> Seitenauszug:
Pöbeleien und Handgreiflichkeiten

Fans von Frankfurt und Gladbach gerieten im Zug nach Kassel aneinander

Treysa. Zu Auseinandersetzungen mit der Polizei und Fußballfans von Eintracht Frankfurt kam es am Samstag kurz vor sieben Uhr auf dem Bahnhof von Treysa.

Der Grund: Im Zug von Frankfurt nach Kassel waren etwa 100 Fußballfans mit einer Gruppe von 15 Fans von Borussia Mönchengladbach aneinander geraten. Dabei soll es nach Angaben des Bundespolizeisprechers, Klaus Arend, zwischen den beiden Fangruppen zu Pöbeleien und Handgreiflichkeiten gekommen sein. Ob es dabei auch zu Straftaten gekommen ist, konnte Arend nicht sagen.

Angesichts der Lage entschied die Zugbegleiterin, die Fahrt in Treysa zu beenden. Dort wurden die Fußballfans von 25 Beamten der Polizei aus Schwalmstadt, dem Schwalm-Eder-Kreis, Eschwege, Stadtallendorf und der Bundespolizei erwartet.

> Aufgaben:
a - Wie viele Beamte erwarteten laut dem Bericht über die Fans im Zug nach Kassel die Fußballfans am Bahnhof Treysa?
b - Schreiben Sie den Bericht über die Fans im Zug nach Kassel im Anschluss an seinen letzten Satz weiter.
Für das Folgende sind die Datensätze ohne Bedeutung.

> Vorliegende Datensätze:
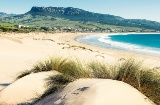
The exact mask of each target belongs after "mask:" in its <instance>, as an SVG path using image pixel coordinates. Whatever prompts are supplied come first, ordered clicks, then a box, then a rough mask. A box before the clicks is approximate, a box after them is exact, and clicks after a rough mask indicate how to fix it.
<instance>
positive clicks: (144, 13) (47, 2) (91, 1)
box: [0, 0, 160, 22]
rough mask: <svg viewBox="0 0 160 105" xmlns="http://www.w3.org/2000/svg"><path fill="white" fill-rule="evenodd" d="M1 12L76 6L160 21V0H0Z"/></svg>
mask: <svg viewBox="0 0 160 105" xmlns="http://www.w3.org/2000/svg"><path fill="white" fill-rule="evenodd" d="M0 4H3V5H1V6H0V12H5V13H14V14H24V13H26V12H28V11H29V10H30V9H31V8H32V7H33V6H37V7H74V8H80V9H83V10H86V11H90V12H95V13H102V14H110V15H115V16H120V17H123V18H126V19H147V20H152V21H158V22H160V14H159V13H160V8H159V5H160V0H152V1H151V0H148V1H145V0H140V1H138V0H130V1H129V0H121V1H117V0H107V1H105V0H98V1H91V0H88V1H84V0H81V1H80V0H68V1H67V2H66V0H61V1H58V0H37V1H28V0H23V1H22V0H14V1H13V0H0Z"/></svg>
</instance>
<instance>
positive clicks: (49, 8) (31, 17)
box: [0, 7, 160, 32]
mask: <svg viewBox="0 0 160 105" xmlns="http://www.w3.org/2000/svg"><path fill="white" fill-rule="evenodd" d="M0 16H3V17H6V16H7V15H6V14H5V13H1V14H0ZM8 16H11V15H8ZM12 16H13V15H12ZM0 21H3V22H9V23H14V24H24V25H28V26H32V27H38V28H40V27H49V28H52V29H53V28H59V30H61V28H64V27H72V28H75V29H80V30H88V29H89V30H91V31H95V30H101V31H106V30H112V31H113V30H119V32H125V31H126V32H127V31H132V30H137V31H141V30H142V31H144V30H151V31H160V23H159V22H156V21H150V20H145V19H124V18H122V17H120V16H114V15H109V14H100V13H93V12H89V11H86V10H82V9H79V8H73V7H66V8H64V7H32V8H31V10H30V11H28V12H27V13H25V14H21V15H16V16H13V17H6V18H3V19H0ZM112 31H111V32H112ZM115 32H116V31H115Z"/></svg>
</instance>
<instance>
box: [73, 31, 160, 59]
mask: <svg viewBox="0 0 160 105" xmlns="http://www.w3.org/2000/svg"><path fill="white" fill-rule="evenodd" d="M76 40H77V41H79V42H82V43H86V44H91V45H94V46H98V47H104V48H110V49H117V50H123V51H128V52H134V53H140V54H145V55H152V56H159V57H160V34H157V33H150V34H147V33H146V34H139V33H137V34H109V35H108V34H107V35H105V34H94V35H86V36H80V37H77V38H76Z"/></svg>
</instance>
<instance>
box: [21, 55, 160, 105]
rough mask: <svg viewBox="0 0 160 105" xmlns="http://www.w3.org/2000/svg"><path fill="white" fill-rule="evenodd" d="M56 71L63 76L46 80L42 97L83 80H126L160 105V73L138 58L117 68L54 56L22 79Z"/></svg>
mask: <svg viewBox="0 0 160 105" xmlns="http://www.w3.org/2000/svg"><path fill="white" fill-rule="evenodd" d="M51 70H55V71H58V72H59V73H60V75H57V76H51V77H49V78H48V79H46V82H47V85H48V86H47V90H46V92H45V93H44V94H43V95H42V96H40V97H39V98H40V99H42V98H43V97H45V96H47V95H49V94H51V93H54V92H56V91H58V90H59V89H62V88H63V87H65V86H66V85H67V84H68V83H70V82H72V81H74V80H76V79H79V78H103V79H113V80H118V81H123V82H125V83H127V84H130V85H131V86H133V87H135V88H136V89H137V90H139V91H140V92H142V93H143V94H144V95H146V96H147V97H148V98H149V99H151V100H152V101H153V102H154V103H156V104H157V105H160V73H159V72H157V71H156V70H151V69H148V68H146V67H144V66H143V65H142V62H139V61H136V60H134V59H128V60H125V61H121V62H120V63H118V64H115V65H109V64H107V63H105V62H99V61H92V62H89V63H84V62H83V63H82V62H80V61H79V60H78V59H67V58H62V57H53V58H50V59H49V60H46V61H44V62H39V63H37V64H36V65H34V66H33V69H31V71H25V72H23V73H22V74H21V75H19V76H18V78H21V77H23V76H26V75H28V74H30V73H37V72H43V71H51Z"/></svg>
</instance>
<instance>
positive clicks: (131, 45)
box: [98, 34, 160, 56]
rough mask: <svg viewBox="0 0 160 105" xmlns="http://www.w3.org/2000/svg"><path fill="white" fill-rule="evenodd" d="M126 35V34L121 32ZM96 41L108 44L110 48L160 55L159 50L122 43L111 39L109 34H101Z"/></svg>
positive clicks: (142, 46)
mask: <svg viewBox="0 0 160 105" xmlns="http://www.w3.org/2000/svg"><path fill="white" fill-rule="evenodd" d="M123 35H127V34H123ZM98 41H100V42H102V43H105V44H107V45H110V47H111V48H116V49H122V50H126V51H130V52H136V53H142V54H149V55H158V56H160V52H159V51H157V50H155V49H153V48H149V47H144V46H139V45H135V44H130V43H123V42H117V41H112V40H111V39H110V37H109V36H101V37H100V38H98Z"/></svg>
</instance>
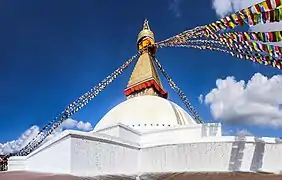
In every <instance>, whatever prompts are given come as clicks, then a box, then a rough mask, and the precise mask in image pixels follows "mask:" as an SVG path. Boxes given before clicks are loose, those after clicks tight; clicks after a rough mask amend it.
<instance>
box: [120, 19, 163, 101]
mask: <svg viewBox="0 0 282 180" xmlns="http://www.w3.org/2000/svg"><path fill="white" fill-rule="evenodd" d="M154 43H155V39H154V33H153V32H152V31H151V29H150V26H149V22H148V20H145V21H144V24H143V29H142V30H141V31H140V33H139V34H138V38H137V46H138V49H139V50H143V51H142V54H141V55H140V57H139V59H138V61H137V63H136V65H135V67H134V69H133V72H132V74H131V77H130V79H129V82H128V85H127V88H126V90H125V94H126V96H127V97H128V98H131V97H135V96H142V95H154V96H161V97H167V93H166V92H164V90H163V86H162V83H161V80H160V77H159V75H158V72H157V70H156V67H155V65H154V63H153V60H152V55H151V54H152V52H151V51H150V50H148V48H146V47H147V46H148V45H151V44H154Z"/></svg>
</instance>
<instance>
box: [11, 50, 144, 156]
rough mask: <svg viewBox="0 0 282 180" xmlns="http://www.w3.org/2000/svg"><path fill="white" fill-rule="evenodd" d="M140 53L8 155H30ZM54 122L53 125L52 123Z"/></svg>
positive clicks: (114, 78)
mask: <svg viewBox="0 0 282 180" xmlns="http://www.w3.org/2000/svg"><path fill="white" fill-rule="evenodd" d="M139 55H140V52H138V53H137V54H136V55H134V56H132V57H131V58H130V59H129V60H127V61H126V62H125V63H124V64H123V65H122V66H121V67H119V68H118V69H116V70H115V71H114V72H113V73H112V74H111V75H109V76H108V77H106V78H105V79H104V80H102V81H101V82H100V83H98V85H96V86H94V87H92V88H91V89H90V90H89V91H87V92H86V93H85V94H83V95H82V96H80V97H79V98H78V99H77V100H75V101H74V102H73V103H71V104H70V105H69V106H67V108H66V109H65V110H64V111H62V112H61V113H60V114H59V115H58V116H56V117H55V118H54V119H52V120H51V121H50V122H49V123H48V124H47V125H45V126H44V127H43V128H42V129H41V130H40V131H39V133H38V134H37V136H36V137H35V138H34V139H32V141H30V142H29V143H28V144H27V145H26V146H25V147H24V148H22V149H21V150H20V151H19V152H17V153H13V154H8V155H7V156H6V157H10V156H12V155H20V156H23V155H28V154H29V153H30V152H32V151H33V150H34V149H36V148H37V147H38V146H39V145H40V144H41V143H42V142H43V141H44V140H45V139H46V137H48V136H49V135H50V134H52V132H53V131H54V130H55V129H56V128H58V127H59V126H60V125H61V124H62V122H64V121H65V120H66V119H67V118H69V117H70V116H72V115H73V114H74V113H76V112H77V111H79V110H80V109H81V108H82V107H84V106H85V105H87V104H88V102H89V101H91V100H92V99H93V98H94V97H96V96H97V95H98V94H99V93H100V92H101V91H102V90H104V89H105V88H106V87H107V85H109V84H110V83H111V82H112V81H113V80H115V79H116V78H117V76H119V75H120V74H121V73H122V72H123V71H124V70H125V69H126V68H127V67H128V66H129V64H131V63H132V62H133V61H134V59H136V57H137V56H139ZM52 124H53V125H52Z"/></svg>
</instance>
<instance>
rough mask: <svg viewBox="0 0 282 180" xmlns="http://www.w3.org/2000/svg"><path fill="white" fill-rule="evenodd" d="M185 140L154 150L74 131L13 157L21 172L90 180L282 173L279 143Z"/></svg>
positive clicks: (14, 160) (279, 144) (158, 144)
mask: <svg viewBox="0 0 282 180" xmlns="http://www.w3.org/2000/svg"><path fill="white" fill-rule="evenodd" d="M178 132H180V131H178ZM151 135H152V134H151ZM158 135H160V136H162V135H161V134H158ZM163 135H165V134H163ZM168 135H169V133H168V134H166V136H168ZM170 135H171V134H170ZM148 137H149V135H148ZM164 137H165V136H164ZM159 138H162V137H159ZM166 138H168V137H165V138H164V139H166ZM185 138H186V137H182V136H181V137H179V138H178V137H176V136H174V139H180V141H179V142H177V143H176V141H175V143H170V144H169V143H168V144H166V145H163V144H162V142H159V141H156V143H155V144H154V145H150V146H149V145H148V144H147V146H144V145H143V144H141V146H139V145H138V143H133V142H130V141H126V140H123V139H120V138H117V137H113V136H109V135H103V134H99V133H82V132H77V131H69V132H68V133H67V134H66V133H65V135H64V136H63V137H62V139H61V140H55V141H53V142H51V143H50V144H47V145H45V147H41V148H39V149H38V150H36V151H35V152H33V153H32V154H31V155H30V156H28V157H27V160H26V162H25V163H24V162H23V160H24V158H22V157H17V158H18V159H17V158H11V160H10V161H9V162H12V164H13V167H14V169H16V168H18V169H17V170H19V167H20V166H22V168H23V169H22V170H29V171H40V172H52V173H72V174H75V175H88V176H89V175H92V176H93V175H98V174H123V173H126V174H132V173H138V172H179V171H217V172H218V171H259V170H262V171H268V172H278V171H281V170H282V161H281V160H280V159H281V157H282V144H281V142H279V141H277V139H275V138H261V139H257V138H255V137H242V138H239V137H232V136H223V137H216V136H214V137H205V138H200V139H198V140H197V139H195V140H194V141H190V143H187V142H186V143H180V142H181V141H183V142H184V140H185ZM170 139H171V140H172V139H173V138H170ZM158 140H160V139H158ZM152 142H153V141H152ZM157 142H158V143H159V144H157ZM275 142H279V143H275ZM17 160H18V164H17V163H16V161H17ZM12 164H11V165H12ZM24 165H25V166H24ZM9 166H10V165H9Z"/></svg>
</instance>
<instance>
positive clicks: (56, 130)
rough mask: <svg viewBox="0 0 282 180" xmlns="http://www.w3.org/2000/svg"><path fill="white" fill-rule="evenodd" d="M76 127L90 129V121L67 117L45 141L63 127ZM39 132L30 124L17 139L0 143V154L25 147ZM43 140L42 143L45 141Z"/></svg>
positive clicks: (46, 141) (14, 150)
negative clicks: (27, 128)
mask: <svg viewBox="0 0 282 180" xmlns="http://www.w3.org/2000/svg"><path fill="white" fill-rule="evenodd" d="M71 128H77V129H79V130H81V131H90V130H92V125H91V123H90V122H83V121H79V122H78V121H76V120H74V119H71V118H69V119H67V120H65V121H64V122H63V123H62V125H61V126H60V127H58V128H57V129H55V130H54V131H53V133H52V134H51V135H49V136H48V137H47V138H46V140H45V142H47V141H49V140H50V139H52V138H54V137H55V136H57V135H58V134H60V133H61V132H62V131H63V129H71ZM38 132H39V127H38V126H32V127H31V128H29V129H28V130H26V131H25V132H24V133H23V134H22V135H21V137H20V138H19V139H18V140H13V141H10V142H6V143H3V144H1V143H0V155H3V154H9V153H14V152H17V151H19V150H20V149H22V148H23V147H25V146H26V145H27V144H28V143H29V142H30V141H31V140H32V139H33V138H35V137H36V135H37V134H38ZM45 142H44V143H45Z"/></svg>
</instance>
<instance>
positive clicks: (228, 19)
mask: <svg viewBox="0 0 282 180" xmlns="http://www.w3.org/2000/svg"><path fill="white" fill-rule="evenodd" d="M281 12H282V9H281V1H280V0H266V1H263V2H260V3H258V4H255V5H253V6H250V7H248V8H245V9H242V10H240V11H237V12H235V13H233V14H231V15H229V16H226V17H224V18H222V19H220V20H217V21H215V22H213V23H210V24H208V25H206V26H204V29H207V30H208V31H209V32H210V33H216V32H219V31H224V30H226V29H234V28H236V27H237V26H243V24H244V23H247V24H248V25H249V26H253V25H256V24H259V23H262V24H265V23H273V22H280V21H281V20H282V16H281V14H282V13H281Z"/></svg>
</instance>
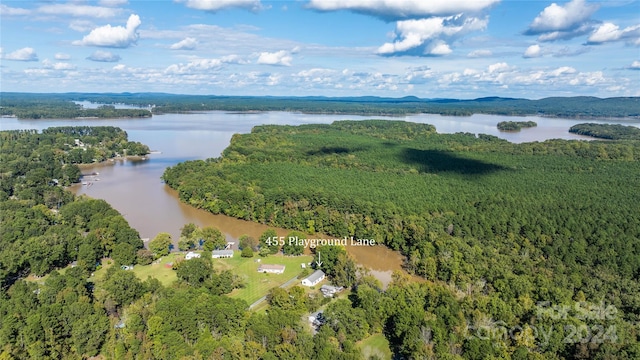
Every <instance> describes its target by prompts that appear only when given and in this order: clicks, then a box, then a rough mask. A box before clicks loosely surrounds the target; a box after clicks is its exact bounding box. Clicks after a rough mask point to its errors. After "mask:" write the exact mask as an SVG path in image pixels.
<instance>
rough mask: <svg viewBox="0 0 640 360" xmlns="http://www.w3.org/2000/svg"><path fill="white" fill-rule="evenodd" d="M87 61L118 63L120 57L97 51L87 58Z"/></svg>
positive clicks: (99, 50) (107, 51)
mask: <svg viewBox="0 0 640 360" xmlns="http://www.w3.org/2000/svg"><path fill="white" fill-rule="evenodd" d="M87 60H91V61H98V62H118V61H120V55H116V54H113V53H111V52H109V51H102V50H98V51H96V52H94V53H93V54H91V56H89V57H87Z"/></svg>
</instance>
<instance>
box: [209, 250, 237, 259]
mask: <svg viewBox="0 0 640 360" xmlns="http://www.w3.org/2000/svg"><path fill="white" fill-rule="evenodd" d="M211 257H212V258H214V259H220V258H229V257H233V250H213V251H212V252H211Z"/></svg>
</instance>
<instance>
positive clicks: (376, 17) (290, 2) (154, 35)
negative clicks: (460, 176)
mask: <svg viewBox="0 0 640 360" xmlns="http://www.w3.org/2000/svg"><path fill="white" fill-rule="evenodd" d="M0 16H1V19H0V20H1V22H0V40H1V45H0V46H1V51H0V58H1V63H0V71H1V79H0V80H1V90H2V91H24V92H72V91H78V92H168V93H178V94H211V95H293V96H306V95H324V96H362V95H372V96H390V97H402V96H409V95H413V96H418V97H422V98H465V99H466V98H476V97H482V96H505V97H524V98H530V99H539V98H543V97H548V96H577V95H590V96H599V97H611V96H640V1H627V0H610V1H587V0H571V1H558V2H555V3H554V2H552V1H542V0H535V1H520V0H296V1H264V0H175V1H171V0H165V1H144V0H129V1H127V0H99V1H78V0H75V1H53V0H47V1H45V0H42V1H35V0H25V1H6V0H3V1H2V3H0Z"/></svg>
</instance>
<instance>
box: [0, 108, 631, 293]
mask: <svg viewBox="0 0 640 360" xmlns="http://www.w3.org/2000/svg"><path fill="white" fill-rule="evenodd" d="M369 118H372V117H371V116H352V115H308V114H299V113H288V112H266V113H250V114H237V113H225V112H205V113H196V114H166V115H157V116H153V117H152V118H149V119H97V120H90V119H82V120H65V119H55V120H19V119H15V118H2V119H0V129H1V130H11V129H38V130H42V129H44V128H47V127H51V126H117V127H120V128H122V129H124V130H125V131H127V133H128V134H129V139H130V140H132V141H140V142H142V143H144V144H147V145H149V147H150V148H151V149H152V150H157V151H160V152H161V153H154V154H151V155H149V156H148V157H147V159H146V160H139V161H132V160H124V161H113V162H109V163H107V164H99V165H90V166H86V167H84V168H83V173H91V172H98V173H99V175H97V176H96V177H87V178H85V179H84V180H85V181H90V182H92V183H93V184H92V185H91V186H83V185H75V186H73V187H72V190H73V191H74V192H75V193H76V194H86V195H88V196H91V197H94V198H100V199H104V200H106V201H108V202H109V203H110V204H111V205H112V206H113V207H114V208H116V209H117V210H118V211H120V212H121V213H122V214H123V215H124V216H125V218H126V219H127V221H129V223H130V224H131V226H133V227H134V228H136V229H137V230H138V231H139V232H140V235H141V237H143V238H153V237H155V236H156V234H158V233H159V232H168V233H170V234H172V237H173V239H174V240H177V239H178V236H179V233H180V228H181V227H182V226H184V224H186V223H189V222H193V223H195V224H197V225H199V226H216V227H217V228H219V229H220V230H221V231H222V232H224V233H225V235H226V236H227V238H228V239H229V240H232V239H237V238H238V237H239V236H240V235H242V234H248V235H250V236H254V237H258V236H259V235H260V234H261V233H262V232H263V231H265V230H266V229H267V226H264V225H260V224H256V223H252V222H247V221H242V220H237V219H233V218H230V217H227V216H222V215H213V214H210V213H208V212H206V211H203V210H198V209H194V208H192V207H189V206H187V205H185V204H183V203H181V202H180V201H179V200H178V197H177V195H176V192H175V191H173V190H172V189H170V188H168V187H167V186H166V185H165V184H163V183H162V181H161V180H160V176H161V175H162V173H163V171H164V169H165V168H166V167H168V166H173V165H175V164H177V163H179V162H182V161H186V160H195V159H206V158H210V157H217V156H219V155H220V153H221V152H222V150H224V148H226V147H227V146H228V145H229V141H230V139H231V136H232V135H233V134H235V133H247V132H250V131H251V128H252V127H254V126H256V125H262V124H279V125H298V124H313V123H315V124H320V123H331V122H333V121H336V120H362V119H369ZM375 118H380V119H395V120H406V121H413V122H419V123H429V124H433V125H435V126H436V129H437V131H438V132H440V133H455V132H471V133H476V134H478V133H484V134H491V135H496V136H498V137H501V138H504V139H507V140H509V141H512V142H517V143H519V142H529V141H544V140H547V139H552V138H561V139H585V137H582V136H578V135H573V134H570V133H569V132H568V129H569V128H570V127H571V126H572V125H575V124H577V123H581V122H585V121H584V120H582V121H580V120H568V119H548V118H541V117H525V118H523V117H504V116H493V115H474V116H470V117H443V116H439V115H411V116H406V117H397V118H391V117H381V116H376V117H375ZM507 120H513V121H529V120H531V121H535V122H537V123H538V126H537V127H536V128H531V129H523V130H522V131H520V132H517V133H504V132H499V131H498V130H497V128H496V124H497V123H498V122H500V121H507ZM589 122H599V123H619V124H625V125H633V126H638V127H640V121H610V120H599V121H593V120H589ZM98 179H99V180H98ZM277 231H278V234H279V235H282V236H284V235H286V233H287V230H285V229H277ZM376 241H378V239H376ZM348 250H349V252H350V253H351V254H352V255H353V256H354V257H355V258H356V260H357V261H358V262H359V263H361V264H363V265H365V266H367V267H369V268H371V269H372V270H373V271H374V274H375V275H376V276H377V277H379V278H381V279H382V280H384V282H385V283H386V282H387V280H389V279H390V274H391V271H393V270H399V269H400V267H401V264H402V257H401V256H400V255H399V254H398V253H396V252H393V251H390V250H387V249H386V248H383V247H377V246H376V247H373V248H370V247H364V248H351V249H348Z"/></svg>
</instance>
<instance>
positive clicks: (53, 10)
mask: <svg viewBox="0 0 640 360" xmlns="http://www.w3.org/2000/svg"><path fill="white" fill-rule="evenodd" d="M37 11H38V13H41V14H46V15H71V16H77V17H93V18H110V17H114V16H116V15H118V14H119V13H120V9H116V8H111V7H104V6H91V5H80V4H72V3H68V4H50V5H43V6H40V7H39V8H38V9H37Z"/></svg>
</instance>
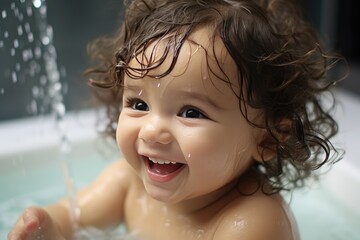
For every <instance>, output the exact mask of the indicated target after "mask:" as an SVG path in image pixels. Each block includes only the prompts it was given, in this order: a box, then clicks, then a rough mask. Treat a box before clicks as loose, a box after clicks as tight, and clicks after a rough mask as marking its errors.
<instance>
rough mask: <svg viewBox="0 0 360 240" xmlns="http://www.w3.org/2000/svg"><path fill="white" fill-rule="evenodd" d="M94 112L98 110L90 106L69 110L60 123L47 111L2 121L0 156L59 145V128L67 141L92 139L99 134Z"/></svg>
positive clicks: (12, 154)
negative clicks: (62, 130) (46, 112)
mask: <svg viewBox="0 0 360 240" xmlns="http://www.w3.org/2000/svg"><path fill="white" fill-rule="evenodd" d="M97 115H98V111H95V110H93V109H92V110H82V111H77V112H70V113H68V114H67V115H66V117H65V118H64V121H63V123H62V126H60V127H57V125H56V122H55V119H54V117H53V116H50V115H48V116H36V117H29V118H23V119H18V120H12V121H4V122H1V123H0V139H1V144H0V159H1V158H4V157H5V156H11V155H15V154H17V153H19V152H27V151H34V150H35V151H36V150H41V149H44V148H49V147H52V146H58V145H59V144H60V143H61V141H62V139H61V134H60V133H59V129H60V130H61V129H63V132H64V134H65V136H66V138H67V140H68V141H69V142H70V143H72V142H79V141H80V142H81V141H84V140H87V139H94V138H96V137H98V136H99V131H98V128H97V126H96V125H97V124H96V121H97Z"/></svg>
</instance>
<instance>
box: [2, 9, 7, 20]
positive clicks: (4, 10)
mask: <svg viewBox="0 0 360 240" xmlns="http://www.w3.org/2000/svg"><path fill="white" fill-rule="evenodd" d="M6 15H7V14H6V10H2V11H1V17H2V18H4V19H5V18H6Z"/></svg>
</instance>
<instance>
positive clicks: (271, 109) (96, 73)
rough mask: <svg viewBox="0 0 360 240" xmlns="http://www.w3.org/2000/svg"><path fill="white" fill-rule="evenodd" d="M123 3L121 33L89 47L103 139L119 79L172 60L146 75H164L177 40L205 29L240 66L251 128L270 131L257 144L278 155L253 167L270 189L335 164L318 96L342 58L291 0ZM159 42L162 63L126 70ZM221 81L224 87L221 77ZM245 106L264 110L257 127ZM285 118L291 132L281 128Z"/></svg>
mask: <svg viewBox="0 0 360 240" xmlns="http://www.w3.org/2000/svg"><path fill="white" fill-rule="evenodd" d="M126 6H127V10H126V13H125V19H124V23H123V24H122V26H121V28H120V30H119V32H117V33H116V34H115V35H114V36H111V37H102V38H100V39H97V40H96V41H94V42H93V43H92V44H91V45H90V46H89V50H90V56H91V57H92V58H93V59H94V60H95V62H94V63H95V64H94V67H92V68H90V69H88V71H87V73H88V74H90V76H91V79H90V85H91V86H93V87H95V88H94V89H95V93H96V95H97V96H98V97H99V99H100V100H102V101H103V102H104V103H105V104H106V106H107V109H108V116H109V122H108V124H107V126H108V128H107V129H106V131H107V133H108V134H110V135H111V136H115V131H116V123H117V120H118V116H119V114H120V111H121V105H122V92H123V80H124V76H125V74H127V75H129V76H130V77H142V76H144V75H149V70H151V69H154V68H156V67H157V66H159V65H161V64H162V61H164V60H165V58H166V57H168V56H171V57H172V59H173V60H172V61H173V64H172V65H171V66H170V67H169V69H168V70H167V71H166V72H164V73H162V74H160V75H158V76H152V77H159V78H160V77H163V76H165V75H167V74H168V73H170V72H171V70H172V68H173V67H174V65H175V64H176V61H177V56H178V52H179V51H180V49H181V46H182V44H183V42H184V41H186V40H188V36H189V35H190V34H191V33H192V32H193V31H194V30H195V29H197V28H199V27H202V26H207V27H210V29H212V30H213V40H215V38H219V37H220V38H221V40H222V42H223V43H224V45H225V47H226V48H227V50H228V53H229V54H230V55H231V57H232V58H233V60H234V61H235V63H236V65H237V67H238V71H239V79H238V82H239V85H240V87H241V88H240V89H241V90H240V92H236V91H235V90H234V94H236V96H237V97H238V99H239V106H240V107H239V108H240V111H241V113H242V114H243V115H244V116H245V118H246V119H247V120H248V122H249V123H250V124H252V125H254V126H256V127H259V128H264V129H266V130H267V132H268V133H269V136H270V137H269V138H268V139H266V140H265V141H264V142H263V143H262V147H263V149H270V150H271V151H274V152H275V153H276V156H275V157H274V158H273V159H272V160H270V161H263V163H262V164H258V165H256V166H255V167H256V168H257V169H258V170H259V171H261V172H262V173H263V174H264V176H266V177H267V178H268V179H269V181H270V182H271V183H272V186H273V189H275V190H280V189H290V188H295V187H299V186H302V185H303V183H304V180H305V179H306V178H308V177H309V176H310V175H314V176H315V174H314V173H313V170H315V169H318V168H320V167H321V166H322V165H323V164H325V163H327V162H334V161H336V160H338V159H339V155H338V154H337V153H338V151H337V150H336V149H335V148H334V147H333V145H332V144H331V142H330V141H329V139H330V138H331V137H332V136H334V135H335V134H336V133H337V131H338V126H337V123H336V121H335V120H334V119H333V118H332V116H331V115H330V110H331V107H332V106H333V104H334V102H333V101H332V100H333V98H331V99H332V100H331V101H330V103H326V104H327V105H328V106H330V107H329V108H325V107H324V106H323V105H324V103H323V101H324V99H325V98H323V97H322V93H324V92H329V91H328V90H329V89H330V88H331V86H332V85H334V83H335V82H336V81H335V80H331V78H330V77H331V76H330V75H329V70H330V68H332V67H333V65H334V64H335V63H337V62H338V61H339V60H340V59H341V58H339V57H337V56H335V55H332V56H330V55H327V54H326V53H325V50H324V48H323V47H322V46H321V44H320V41H319V39H318V37H317V34H316V32H315V31H314V30H313V28H312V27H311V26H310V25H309V24H308V23H307V22H305V21H304V20H303V18H302V15H301V12H300V10H299V7H298V6H297V5H296V3H295V2H294V1H291V0H258V1H255V0H254V1H251V0H206V1H204V0H176V1H173V0H134V1H131V2H130V3H126ZM162 38H166V39H167V40H166V41H168V43H167V46H166V50H165V51H164V55H163V56H162V58H161V59H160V61H157V62H147V65H142V67H141V69H132V68H131V67H130V66H129V62H130V60H131V59H133V58H134V57H136V56H137V55H138V54H141V53H142V52H144V50H145V49H146V48H147V46H148V45H149V44H150V43H152V42H154V41H156V40H159V39H162ZM213 45H215V44H213ZM219 67H220V69H222V67H221V65H219ZM134 73H138V74H137V75H136V74H135V75H134ZM139 73H140V75H139ZM225 74H226V73H225ZM222 80H223V81H225V82H229V79H227V78H226V77H225V78H224V77H223V78H222ZM331 96H332V95H331ZM327 99H328V98H327ZM241 103H243V104H241ZM244 103H245V104H244ZM243 106H245V107H243ZM246 106H250V107H252V108H256V109H260V110H261V111H262V113H263V118H264V121H263V124H259V123H254V122H251V121H250V119H248V118H247V114H246ZM284 119H285V120H286V121H290V124H288V125H289V126H290V127H285V128H284V125H283V124H282V122H283V121H284ZM283 136H286V137H285V138H284V137H283ZM284 139H285V140H284Z"/></svg>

> Antworten:
a - 25 Beamte.

b -
Alle Reisenden, die nicht zu den beiden Fangruppen zählten, setzten ihre Fahrt mit etwas Verspätung mit der Hessischen Landesbahn in Richtung Kassel fort. Nachdem sich die erhitzen Gemüter abgekühlt hatten - ein Sprecher der Schwalmstädter Polizei berichtete, die Fans seien zum Teil angetrunken und aggressiv gewesen - wurden die Fußballfans gegen 9.30 Uhr mit dem Zug in Begleitung einiger Polizisten nach Frankfurt zurückgebracht.

Warum die Frankfurter Fans auf dem Weg nach Kassel waren, konnte sich der Bundespolizeisprecher nicht erklären. Denn die Eintracht spielte am Samstag im eigenen Stadion gegen Hoffenheim. Arnd vermutet, dass sich die Fans mit anderen in Kassel treffen wollten.

Die Ermittlungen der Bundespolizei sind noch nicht abgeschlossen.